課題 a: 提示文の中で、筆者が「そんな曲があったかな」と首をかしげている曲名は何ですか。

一期一会 こんな素敵な本との出会いが、これからも一冊でも多くありますように!
「ひこうき雲」「朝日のあたる家」「ヒア・カムズ・ザ・サン」我々の世代の人なら誰でも知っている名曲ばかり。「潮騒」って曲あったかなぁ?
南原清隆・永作博美さんが演じる角川映画、佐々木蔵之介・檀れいさんのBSプレミアムドラマの2作品がDVDになっているのでレンタルできれば観てみたいと思いました。

 

 

 

でも、母ちゃんは「いる」――それだけで、いい。うまく言えないけど、母ちゃんの役目は「いる」ことなんだと思う。「いる」と「いない」の差はとんでもなく大きいけど、「いる」をキープしてしまえば、そこから先のことはどうだっていい。……。それほど母ちゃんに期待しているわけではないけど、でも、とにかく、母ちゃんは「いる」からこそ意味がある。いてくれないと困る。なにがどう困るのか予想もつかないぐらい困る。いてほしい。絶対に。これからも。

課題 b: 一覧のうち、"The component shall indicate each instance of the red"を含む行から一覧の最後までを、"red painted wall"を"green painted wall"に置き換えて更新してください。両端の行も含め、ほかの部分は変えずに示してください。

[データ集から取り出した記録]
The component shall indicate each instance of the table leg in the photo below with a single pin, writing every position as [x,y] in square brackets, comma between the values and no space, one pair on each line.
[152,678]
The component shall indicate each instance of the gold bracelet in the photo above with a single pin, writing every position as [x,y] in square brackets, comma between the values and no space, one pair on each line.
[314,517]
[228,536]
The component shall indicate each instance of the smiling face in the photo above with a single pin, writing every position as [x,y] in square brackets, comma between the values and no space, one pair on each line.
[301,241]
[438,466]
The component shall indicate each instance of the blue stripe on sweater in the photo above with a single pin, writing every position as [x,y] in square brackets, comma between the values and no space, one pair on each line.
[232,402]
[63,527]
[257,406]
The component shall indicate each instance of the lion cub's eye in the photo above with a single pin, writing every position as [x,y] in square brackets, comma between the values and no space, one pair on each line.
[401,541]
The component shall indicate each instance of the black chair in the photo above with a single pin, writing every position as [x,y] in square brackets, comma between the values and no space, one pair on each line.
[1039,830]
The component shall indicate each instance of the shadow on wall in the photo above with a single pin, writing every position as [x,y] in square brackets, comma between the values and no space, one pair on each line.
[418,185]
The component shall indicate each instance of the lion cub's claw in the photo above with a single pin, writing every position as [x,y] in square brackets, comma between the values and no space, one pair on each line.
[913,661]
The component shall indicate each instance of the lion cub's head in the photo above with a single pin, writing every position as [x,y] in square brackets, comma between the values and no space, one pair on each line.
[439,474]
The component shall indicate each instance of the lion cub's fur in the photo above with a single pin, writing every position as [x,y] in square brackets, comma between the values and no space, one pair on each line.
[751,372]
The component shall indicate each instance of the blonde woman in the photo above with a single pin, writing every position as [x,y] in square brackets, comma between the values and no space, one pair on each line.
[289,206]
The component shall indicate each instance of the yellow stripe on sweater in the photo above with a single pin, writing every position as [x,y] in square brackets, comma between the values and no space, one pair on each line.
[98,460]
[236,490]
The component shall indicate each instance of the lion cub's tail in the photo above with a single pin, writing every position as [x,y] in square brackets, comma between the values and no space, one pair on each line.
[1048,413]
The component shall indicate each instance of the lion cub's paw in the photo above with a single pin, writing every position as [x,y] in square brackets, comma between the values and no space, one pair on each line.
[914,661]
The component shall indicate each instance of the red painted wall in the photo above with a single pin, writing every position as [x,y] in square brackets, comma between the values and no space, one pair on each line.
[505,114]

記述解答 a: 「潮騒」

記述解答 b:
The component shall indicate each instance of the green painted wall in the photo above with a single pin, writing every position as [x,y] in square brackets, comma between the values and no space, one pair on each line.
[505,114]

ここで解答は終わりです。